• Page extract:
On a recording session in the early 1970s, drummer Billy Hart was given a piece of wisdom about improvisation. “Start everything on four, and don’t finish nothin’,” Hart, doing a reverential imitation, said Miles Davis told him. Oceans of Time: The Musical Autobiography of Billy Hart as Told to Ethan Iverson, a new book released in July by Cymbal Press, chronicles many more such experiences, Hart said.
The autobiography wasn’t Hart’s idea. He asked friends, in fact, if they thought it was a good one. “Everybody wants to know about you,” he recounted them saying. And Hart could understand that.

• Required tasks:
1. List every person the Billy Hart passage mentions by name.
2. Swap "drummer" for "percussionist" in the Billy Hart passage and write it out from "On a recording" to "could understand that.".

• Data section:
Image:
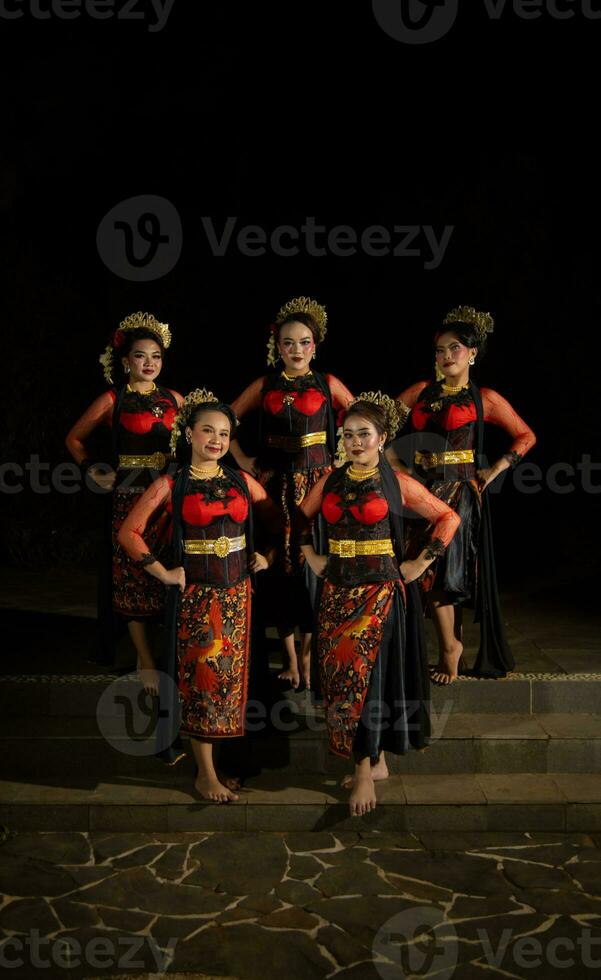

• Solved problems:
1. Billy Hart, Miles Davis, Ethan Iverson

2.
On a recording session in the early 1970s, percussionist Billy Hart was given a piece of wisdom about improvisation. “Start everything on four, and don’t finish nothin’,” Hart, doing a reverential imitation, said Miles Davis told him. Oceans of Time: The Musical Autobiography of Billy Hart as Told to Ethan Iverson, a new book released in July by Cymbal Press, chronicles many more such experiences, Hart said.
The autobiography wasn’t Hart’s idea. He asked friends, in fact, if they thought it was a good one. “Everybody wants to know about you,” he recounted them saying. And Hart could understand that.